(SUPPLIED DATA begins)

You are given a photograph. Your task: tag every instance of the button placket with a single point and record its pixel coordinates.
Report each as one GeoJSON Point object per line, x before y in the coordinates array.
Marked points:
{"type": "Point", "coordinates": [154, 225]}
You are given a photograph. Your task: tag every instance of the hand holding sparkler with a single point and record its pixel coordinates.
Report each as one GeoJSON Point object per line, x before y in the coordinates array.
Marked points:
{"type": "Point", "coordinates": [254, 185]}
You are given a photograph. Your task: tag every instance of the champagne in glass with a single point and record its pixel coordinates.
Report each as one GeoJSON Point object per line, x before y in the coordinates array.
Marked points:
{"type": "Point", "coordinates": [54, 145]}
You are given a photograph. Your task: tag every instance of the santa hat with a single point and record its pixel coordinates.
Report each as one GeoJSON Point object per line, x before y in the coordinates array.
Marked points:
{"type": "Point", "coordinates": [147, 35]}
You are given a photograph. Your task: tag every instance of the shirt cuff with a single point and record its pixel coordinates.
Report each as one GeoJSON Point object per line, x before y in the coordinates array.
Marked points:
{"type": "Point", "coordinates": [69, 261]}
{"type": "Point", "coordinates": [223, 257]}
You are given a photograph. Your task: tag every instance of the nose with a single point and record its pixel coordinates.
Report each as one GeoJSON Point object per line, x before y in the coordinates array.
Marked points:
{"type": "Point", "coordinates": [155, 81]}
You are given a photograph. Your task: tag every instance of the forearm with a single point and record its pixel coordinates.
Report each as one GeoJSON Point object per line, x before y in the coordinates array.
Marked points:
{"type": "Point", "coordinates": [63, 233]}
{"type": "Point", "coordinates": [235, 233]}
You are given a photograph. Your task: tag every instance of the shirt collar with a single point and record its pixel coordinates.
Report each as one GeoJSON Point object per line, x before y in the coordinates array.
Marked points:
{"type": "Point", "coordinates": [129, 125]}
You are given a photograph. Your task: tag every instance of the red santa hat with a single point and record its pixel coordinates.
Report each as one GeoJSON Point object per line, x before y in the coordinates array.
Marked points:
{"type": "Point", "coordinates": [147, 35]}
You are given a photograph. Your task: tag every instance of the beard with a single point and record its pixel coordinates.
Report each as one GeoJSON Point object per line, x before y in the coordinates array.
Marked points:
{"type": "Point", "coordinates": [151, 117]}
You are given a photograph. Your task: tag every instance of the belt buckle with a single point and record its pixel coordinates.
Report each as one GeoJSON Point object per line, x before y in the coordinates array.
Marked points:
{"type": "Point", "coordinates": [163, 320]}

(SUPPLIED DATA ends)

▸ WHAT TO WORK ON
Pull every line containing "shirt" from the entries above and copy it.

▸ TASK RESPONSE
You are given a photograph. Your task: tag every instance of the shirt cuff with a single point and record its pixel coordinates.
You are given a photograph. Your task: tag every instance of the shirt collar with a single point and record its pixel coordinates.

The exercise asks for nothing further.